SELECTED EXCERPT.
============================================================
Why Do You Even Need a Blog Nowadays?

Busy man working at home

The general public’s reaction to the word “blog” has changed radically in the last decade and a half. From its humbling beginnings as a cutting-edge way of distributing content and tales of your study abroad semester in Germany to its more nebulous current form, its ubiquity in the modern internet is undeniable. Hey, you’re reading this, right?

At some point, though, blogging lost a bit of its sheen. It ceased being exciting or new and instead became something mainstream – something required. And since every website under the sun has their own blog, well, what’s the point? Why do you even need a blog nowadays? Can’t you succeed without it, pocketing the time and money you would gain by cutting it out of your content strategy for something more useful? Isn’t social media the new frontier, anyway?

The fact of the matter is that, yes, blogging is still important, but not just because everyone seems to be doing it. Blogging helps your website and your business in a myriad of ways. Smart blogging can help you get a leg up on your competition. Here are some reasons why.


Blogging is Evidence You Care About Your Brand

What makes a brand a Brand? Is it the colors? The products or services provided? The fancy logos it might use? Great social media use? Those are definitely factors, but they are not, strictly speaking, the brand itself. A brand isn’t the thing. Rather, it is the perception of the thing. As Forbes puts it, “Your brand name exists objectively; people can see it. It’s fixed. But your brand exists only in someone’s mind.” That’s why phrases like “brand reputation” are so important.
============================================================
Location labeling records

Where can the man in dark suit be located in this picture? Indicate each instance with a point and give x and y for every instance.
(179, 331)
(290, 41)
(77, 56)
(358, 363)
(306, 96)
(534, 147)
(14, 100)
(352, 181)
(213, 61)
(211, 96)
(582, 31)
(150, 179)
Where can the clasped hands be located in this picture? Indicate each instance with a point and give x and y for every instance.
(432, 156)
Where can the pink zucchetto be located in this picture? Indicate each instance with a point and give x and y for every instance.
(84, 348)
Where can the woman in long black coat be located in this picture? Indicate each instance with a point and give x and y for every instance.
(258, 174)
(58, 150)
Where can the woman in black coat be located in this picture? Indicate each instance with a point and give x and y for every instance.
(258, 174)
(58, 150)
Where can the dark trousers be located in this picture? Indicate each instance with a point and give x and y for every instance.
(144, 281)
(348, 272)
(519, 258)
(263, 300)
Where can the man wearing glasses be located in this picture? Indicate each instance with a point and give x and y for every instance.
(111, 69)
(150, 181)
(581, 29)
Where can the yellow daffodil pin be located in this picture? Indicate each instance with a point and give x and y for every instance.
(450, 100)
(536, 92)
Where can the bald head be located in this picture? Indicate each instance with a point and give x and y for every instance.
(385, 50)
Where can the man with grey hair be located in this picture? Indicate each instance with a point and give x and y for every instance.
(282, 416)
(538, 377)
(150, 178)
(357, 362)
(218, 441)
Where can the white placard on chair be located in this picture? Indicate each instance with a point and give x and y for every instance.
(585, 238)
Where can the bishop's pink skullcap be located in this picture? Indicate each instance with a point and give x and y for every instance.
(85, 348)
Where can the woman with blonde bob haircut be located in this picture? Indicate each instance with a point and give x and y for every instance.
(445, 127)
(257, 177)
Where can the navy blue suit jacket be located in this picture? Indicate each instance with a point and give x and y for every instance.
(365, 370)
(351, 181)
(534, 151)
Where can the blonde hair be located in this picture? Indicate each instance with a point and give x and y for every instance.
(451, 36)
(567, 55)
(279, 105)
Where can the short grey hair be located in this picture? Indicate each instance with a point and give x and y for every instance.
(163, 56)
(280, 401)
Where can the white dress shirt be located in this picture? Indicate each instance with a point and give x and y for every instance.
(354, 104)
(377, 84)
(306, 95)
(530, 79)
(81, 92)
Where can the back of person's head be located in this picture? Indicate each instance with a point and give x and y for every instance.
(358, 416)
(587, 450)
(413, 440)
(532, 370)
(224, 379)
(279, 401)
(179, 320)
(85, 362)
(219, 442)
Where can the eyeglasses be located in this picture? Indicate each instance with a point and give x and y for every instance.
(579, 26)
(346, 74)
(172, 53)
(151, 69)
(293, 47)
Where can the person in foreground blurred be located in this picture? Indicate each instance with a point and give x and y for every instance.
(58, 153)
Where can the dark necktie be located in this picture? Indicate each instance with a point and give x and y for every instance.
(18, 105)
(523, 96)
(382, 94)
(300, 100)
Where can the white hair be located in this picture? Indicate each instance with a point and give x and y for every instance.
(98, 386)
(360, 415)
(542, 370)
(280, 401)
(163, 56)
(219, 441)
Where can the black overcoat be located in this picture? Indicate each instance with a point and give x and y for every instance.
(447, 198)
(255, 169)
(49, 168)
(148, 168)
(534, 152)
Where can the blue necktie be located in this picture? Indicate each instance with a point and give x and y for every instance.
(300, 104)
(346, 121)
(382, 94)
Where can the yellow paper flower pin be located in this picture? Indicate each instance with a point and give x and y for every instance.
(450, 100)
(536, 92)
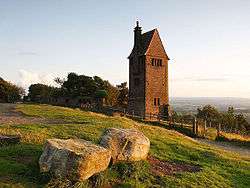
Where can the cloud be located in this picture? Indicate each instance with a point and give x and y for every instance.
(210, 79)
(28, 53)
(201, 79)
(26, 78)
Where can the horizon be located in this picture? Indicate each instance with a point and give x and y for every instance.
(209, 53)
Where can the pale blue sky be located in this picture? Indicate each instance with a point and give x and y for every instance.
(208, 41)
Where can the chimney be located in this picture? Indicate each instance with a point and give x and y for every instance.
(137, 35)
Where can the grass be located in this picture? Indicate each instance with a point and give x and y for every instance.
(19, 167)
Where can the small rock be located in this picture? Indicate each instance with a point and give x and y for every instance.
(75, 159)
(126, 144)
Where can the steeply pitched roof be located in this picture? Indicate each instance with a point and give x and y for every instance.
(145, 40)
(144, 43)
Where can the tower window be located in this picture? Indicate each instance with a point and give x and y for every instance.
(157, 101)
(137, 81)
(156, 62)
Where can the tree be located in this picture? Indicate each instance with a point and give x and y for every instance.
(40, 93)
(209, 113)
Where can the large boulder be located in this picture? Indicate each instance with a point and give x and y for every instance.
(75, 159)
(125, 144)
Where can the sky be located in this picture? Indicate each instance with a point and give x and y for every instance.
(208, 41)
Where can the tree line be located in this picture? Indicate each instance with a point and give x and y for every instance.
(80, 87)
(229, 120)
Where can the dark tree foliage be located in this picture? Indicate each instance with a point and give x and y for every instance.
(81, 86)
(208, 112)
(9, 92)
(229, 120)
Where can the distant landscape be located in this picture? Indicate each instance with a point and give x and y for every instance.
(190, 104)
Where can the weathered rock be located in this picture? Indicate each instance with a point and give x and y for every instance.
(74, 159)
(126, 144)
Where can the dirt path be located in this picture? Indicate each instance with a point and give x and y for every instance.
(243, 151)
(8, 115)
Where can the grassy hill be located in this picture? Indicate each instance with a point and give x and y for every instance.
(19, 167)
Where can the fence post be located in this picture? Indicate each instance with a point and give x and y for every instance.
(218, 129)
(205, 127)
(194, 125)
(197, 127)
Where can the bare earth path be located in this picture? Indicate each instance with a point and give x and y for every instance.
(243, 151)
(8, 115)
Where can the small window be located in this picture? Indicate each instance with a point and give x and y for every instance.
(137, 81)
(156, 62)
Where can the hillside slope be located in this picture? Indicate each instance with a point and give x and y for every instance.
(18, 164)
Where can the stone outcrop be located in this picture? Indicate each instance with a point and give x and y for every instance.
(125, 144)
(74, 159)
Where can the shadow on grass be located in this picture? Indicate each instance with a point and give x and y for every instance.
(20, 164)
(183, 130)
(241, 143)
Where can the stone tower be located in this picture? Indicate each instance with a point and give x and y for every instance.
(148, 75)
============================================================
TO DO. Update the blogging article, beginning at the words "The general public’s" and stopping after "new frontier, anyway?", and change "Germany" to "Japan". The location labeling records are not needed.

EXERCISE RESPONSE.
The general public’s reaction to the word “blog” has changed radically in the last decade and a half. From its humbling beginnings as a cutting-edge way of distributing content and tales of your study abroad semester in Japan to its more nebulous current form, its ubiquity in the modern internet is undeniable. Hey, you’re reading this, right?

At some point, though, blogging lost a bit of its sheen. It ceased being exciting or new and instead became something mainstream – something required. And since every website under the sun has their own blog, well, what’s the point? Why do you even need a blog nowadays? Can’t you succeed without it, pocketing the time and money you would gain by cutting it out of your content strategy for something more useful? Isn’t social media the new frontier, anyway?